● Objective 1
Print the HeliosDB gateway page from "Skip to content" to "(insert, query, delete)".
● Objective 2
Translate this sentence from the HeliosDB gateway page into French: "Submit a query for async execution."

● Supplied passage
^^^^^^^^^^^^^^^^

Skip to content

HTTP/REST Gateway for HeliosDB Protocols

HTTP/REST Gateway for HeliosDB Protocols

Overview

The HTTP gateway (http_gateway.rs) implements Silver-level compatibility for three major cloud database REST APIs:

  1. Snowflake REST API - Session management and async query execution
  2. Databricks SQL API - SQL statement execution with polling
  3. Pinecone Vector API - Vector operations (insert, query, delete)

Architecture

┌─────────────────────────────────────────────────────┐
│ HTTP Gateway (Hyper) │
│ │
│ ┌──────────────┐ ┌──────────────┐ ┌──────────┐ │
│ │ Snowflake │ │ Databricks │ │ Pinecone │ │
│ │ Handler │ │ Handler │ │ Handler │ │
│ └──────────────┘ └──────────────┘ └──────────┘ │
│ │ │ │ │
│ ┌────────┴────────────────┴────────────────┘ │
│ │ Authentication Layer │
│ │ (JWT / Bearer Token / API Key) │
│ └─────────────────────────────────────────────┐ │
│ │ │
│ ┌──────────────────┐ ┌──────────────────┐ │ │
│ │ Query Store │ │ Vector Store │ │ │
│ │ (Async Exec) │ │ (ANN Search) │ │ │
│ └──────────────────┘ └──────────────────┘ │ │
└─────────────────────────────────────────────────────┘
│ │
├───────────────────────────┘
┌─────────────────────────────────────────────────────┐
│ HeliosDB Compute Engine │
│ (Query Execution & Vector Search) │
└─────────────────────────────────────────────────────┘

Snowflake REST API

Endpoints

POST /snowflake/session

Create a new Snowflake session.

Request:

{
"database": "mydb",
"schema": "public",
"warehouse": "compute_wh",
"role": "analyst"
}

Response (200 OK):

{
"session_id": "550e8400-e29b-41d4-a716-446655440000",
"database": "mydb",
"schema": "public",
"warehouse": "compute_wh",
"role": "analyst"
}

POST /snowflake/queries

Submit a query for async execution.

Request:

{
"sql": "SELECT * FROM users WHERE active = true"
}

Response (202 Accepted):

{
"query_id": "7c9e6679-7425-40de-944b-e07fc1f90ae7",
"status": "QUEUED"
}

GET /snowflake/queries/{id}

Poll query execution status.

Response (200 OK):

{
"query_id": "7c9e6679-7425-40de-944b-e07fc1f90ae7",
"status": "RUNNING",
"progress": 50
}

Status values: QUEUED, RUNNING, COMPLETED, CANCELLED, FAILED

GET /snowflake/queries/{id}/result

Fetch query results (only when status is COMPLETED).

Response (200 OK):

{
"query_id": "7c9e6679-7425-40de-944b-e07fc1f90ae7",
"columns": [
{"name": "id", "type": "NUMBER"},
{"name": "name", "type": "VARCHAR"}
],
"rows": [
[1, "Alice"],
[2, "Bob"]
],
"row_count": 2
}

DELETE /snowflake/queries/{id}

Cancel a running query.

^^^^^^^^^^^^^^^^

● Dataset

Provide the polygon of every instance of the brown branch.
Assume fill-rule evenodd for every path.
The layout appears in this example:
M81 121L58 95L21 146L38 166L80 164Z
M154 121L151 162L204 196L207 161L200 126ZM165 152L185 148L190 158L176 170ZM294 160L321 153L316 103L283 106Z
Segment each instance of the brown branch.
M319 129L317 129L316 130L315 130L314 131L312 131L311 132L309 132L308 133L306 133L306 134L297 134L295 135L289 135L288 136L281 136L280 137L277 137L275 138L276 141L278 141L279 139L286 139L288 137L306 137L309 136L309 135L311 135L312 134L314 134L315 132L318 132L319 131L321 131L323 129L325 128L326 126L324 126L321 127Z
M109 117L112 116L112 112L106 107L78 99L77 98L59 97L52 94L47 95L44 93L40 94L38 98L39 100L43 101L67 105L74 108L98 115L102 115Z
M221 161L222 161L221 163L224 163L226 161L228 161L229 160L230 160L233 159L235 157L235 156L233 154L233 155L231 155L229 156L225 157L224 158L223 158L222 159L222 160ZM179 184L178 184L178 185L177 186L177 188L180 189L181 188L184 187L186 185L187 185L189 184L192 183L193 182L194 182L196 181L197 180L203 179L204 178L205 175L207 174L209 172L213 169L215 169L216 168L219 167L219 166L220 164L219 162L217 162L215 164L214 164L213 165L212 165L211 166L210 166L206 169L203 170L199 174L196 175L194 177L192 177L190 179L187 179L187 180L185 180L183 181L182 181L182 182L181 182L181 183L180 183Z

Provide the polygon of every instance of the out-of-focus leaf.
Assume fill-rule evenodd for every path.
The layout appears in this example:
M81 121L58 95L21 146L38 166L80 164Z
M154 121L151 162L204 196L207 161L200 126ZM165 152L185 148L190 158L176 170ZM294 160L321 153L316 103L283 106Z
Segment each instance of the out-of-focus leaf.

^^^^^^^^^^^^^^^^

● Result 1
Skip to content

HTTP/REST Gateway for HeliosDB Protocols

HTTP/REST Gateway for HeliosDB Protocols

Overview

The HTTP gateway (http_gateway.rs) implements Silver-level compatibility for three major cloud database REST APIs:

  1. Snowflake REST API - Session management and async query execution
  2. Databricks SQL API - SQL statement execution with polling
  3. Pinecone Vector API - Vector operations (insert, query, delete)

● Result 2
Soumettez une requête pour exécution asynchrone.